=== THE TASK ===
According to the science cloud text, on what date and in which city was the award ceremony for the pilot phase held?

START TEXT

European Open Science Cloud Moves Forward to Pilot Phase

Following successful completion of the competitive design and prototype phases, the first European hybrid science cloud platform has moved on to its pilot phase.

Over the coming 10-15 years, the generation of vast amounts of data created by scientific research domains will create enormous challenges for capturing, managing, and processing of this data. HNSciCloud introduces an innovative hybrid model that brings together public research organizations and e‐Infrastructures with commercial cloud suppliers to offer Infrastructure as a Service (IaaS) to Europe’s research communities to help them cost-effectively manage the expected growth in both data and processing requirements.

To implement the first European hybrid cloud platform, ten of Europe’s leading public research organizations led by CERN - with co-funding from the European Commission - launched the HNSciCloud Pre-Commercial Procurement. Following successful completion of the competitive design and prototype phases, the project has chosen two consortia that will move forward to the pilot phase during an award ceremony that took place on February 6, in Bologna, Italy.  One of the consortia is led by the RHEA Group.

The results of the pilot phase will lead to a hybrid platform on which a competitive marketplace of European cloud players can deliver their services to a broad range of users in the research and science domain and beyond to other domains. The user community includes highly-demanding scientific laboratories and organisations, such as CERN, the world’s largest particle physics lab, the European Molecular Biology Laboratory (EMBL) and CNRS, the French National Centre for Scientific Research.

END TEXT
START SOURCE INFORMATION

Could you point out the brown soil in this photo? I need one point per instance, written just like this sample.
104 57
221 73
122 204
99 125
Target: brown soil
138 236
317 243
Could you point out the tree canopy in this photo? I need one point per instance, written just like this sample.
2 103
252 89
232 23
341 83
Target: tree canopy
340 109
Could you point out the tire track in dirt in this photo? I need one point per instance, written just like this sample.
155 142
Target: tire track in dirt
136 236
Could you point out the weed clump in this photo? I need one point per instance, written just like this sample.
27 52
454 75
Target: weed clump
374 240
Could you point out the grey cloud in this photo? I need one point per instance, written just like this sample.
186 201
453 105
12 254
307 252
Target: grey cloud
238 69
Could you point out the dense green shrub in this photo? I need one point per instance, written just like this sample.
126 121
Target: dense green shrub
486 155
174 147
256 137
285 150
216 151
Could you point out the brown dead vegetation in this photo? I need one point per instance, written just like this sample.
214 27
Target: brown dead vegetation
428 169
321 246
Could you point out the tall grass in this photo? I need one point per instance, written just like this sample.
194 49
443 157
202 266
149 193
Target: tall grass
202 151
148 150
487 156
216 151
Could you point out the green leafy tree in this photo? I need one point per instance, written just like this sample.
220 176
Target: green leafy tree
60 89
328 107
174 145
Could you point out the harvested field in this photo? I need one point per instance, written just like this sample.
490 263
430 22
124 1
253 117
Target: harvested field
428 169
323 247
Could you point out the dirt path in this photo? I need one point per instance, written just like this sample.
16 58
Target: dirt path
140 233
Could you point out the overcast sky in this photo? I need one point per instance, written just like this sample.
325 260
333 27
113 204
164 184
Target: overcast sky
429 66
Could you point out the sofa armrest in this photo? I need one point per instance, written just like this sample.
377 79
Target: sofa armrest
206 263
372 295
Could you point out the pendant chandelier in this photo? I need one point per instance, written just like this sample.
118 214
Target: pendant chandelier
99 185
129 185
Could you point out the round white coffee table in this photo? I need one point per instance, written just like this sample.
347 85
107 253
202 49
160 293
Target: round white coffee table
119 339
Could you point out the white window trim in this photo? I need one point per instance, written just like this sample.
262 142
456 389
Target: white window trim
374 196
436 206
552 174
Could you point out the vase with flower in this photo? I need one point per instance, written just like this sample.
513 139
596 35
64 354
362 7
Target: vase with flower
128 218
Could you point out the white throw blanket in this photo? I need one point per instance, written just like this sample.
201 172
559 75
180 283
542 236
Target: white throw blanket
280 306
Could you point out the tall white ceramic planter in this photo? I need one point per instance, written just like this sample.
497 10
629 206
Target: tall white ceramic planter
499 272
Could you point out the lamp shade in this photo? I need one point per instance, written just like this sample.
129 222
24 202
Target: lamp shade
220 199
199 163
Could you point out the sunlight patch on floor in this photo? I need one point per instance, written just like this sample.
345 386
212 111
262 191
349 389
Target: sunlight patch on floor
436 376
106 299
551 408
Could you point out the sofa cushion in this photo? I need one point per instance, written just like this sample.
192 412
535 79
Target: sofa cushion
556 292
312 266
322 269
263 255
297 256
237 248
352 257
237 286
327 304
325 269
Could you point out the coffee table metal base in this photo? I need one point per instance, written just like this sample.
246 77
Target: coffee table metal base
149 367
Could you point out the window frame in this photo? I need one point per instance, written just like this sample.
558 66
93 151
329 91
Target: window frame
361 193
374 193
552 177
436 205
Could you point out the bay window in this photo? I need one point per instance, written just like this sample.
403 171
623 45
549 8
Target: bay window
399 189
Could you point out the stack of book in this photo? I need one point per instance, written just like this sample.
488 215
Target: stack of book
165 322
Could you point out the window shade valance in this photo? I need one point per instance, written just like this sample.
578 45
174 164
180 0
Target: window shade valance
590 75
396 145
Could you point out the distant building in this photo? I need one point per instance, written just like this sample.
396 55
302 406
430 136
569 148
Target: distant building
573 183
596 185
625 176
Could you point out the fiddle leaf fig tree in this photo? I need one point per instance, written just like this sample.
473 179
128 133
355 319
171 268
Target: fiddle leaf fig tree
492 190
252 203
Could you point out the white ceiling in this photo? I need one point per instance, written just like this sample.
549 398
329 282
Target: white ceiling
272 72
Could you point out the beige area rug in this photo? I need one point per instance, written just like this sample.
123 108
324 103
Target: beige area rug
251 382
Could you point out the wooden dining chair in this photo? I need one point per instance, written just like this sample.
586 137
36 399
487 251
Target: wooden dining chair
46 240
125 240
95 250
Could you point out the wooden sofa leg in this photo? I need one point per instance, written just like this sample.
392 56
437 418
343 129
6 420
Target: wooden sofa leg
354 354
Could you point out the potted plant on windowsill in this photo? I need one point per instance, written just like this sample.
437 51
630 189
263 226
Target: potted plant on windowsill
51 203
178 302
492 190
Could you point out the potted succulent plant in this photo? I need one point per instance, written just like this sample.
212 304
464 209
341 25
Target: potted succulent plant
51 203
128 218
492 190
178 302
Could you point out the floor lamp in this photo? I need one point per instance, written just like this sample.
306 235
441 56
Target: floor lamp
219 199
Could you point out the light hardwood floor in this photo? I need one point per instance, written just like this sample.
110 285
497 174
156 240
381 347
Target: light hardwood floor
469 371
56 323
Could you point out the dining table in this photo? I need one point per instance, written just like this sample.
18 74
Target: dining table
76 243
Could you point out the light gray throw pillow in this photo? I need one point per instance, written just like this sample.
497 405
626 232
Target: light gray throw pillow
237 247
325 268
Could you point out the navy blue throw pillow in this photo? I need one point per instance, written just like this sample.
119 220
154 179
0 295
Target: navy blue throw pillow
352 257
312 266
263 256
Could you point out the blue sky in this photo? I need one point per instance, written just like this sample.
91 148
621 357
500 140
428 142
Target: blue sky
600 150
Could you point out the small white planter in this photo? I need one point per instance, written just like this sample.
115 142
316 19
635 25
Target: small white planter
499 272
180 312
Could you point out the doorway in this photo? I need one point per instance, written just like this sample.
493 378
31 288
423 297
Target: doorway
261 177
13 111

END SOURCE INFORMATION

=== SOLUTION BELOW ===
February 6, in Bologna, Italy.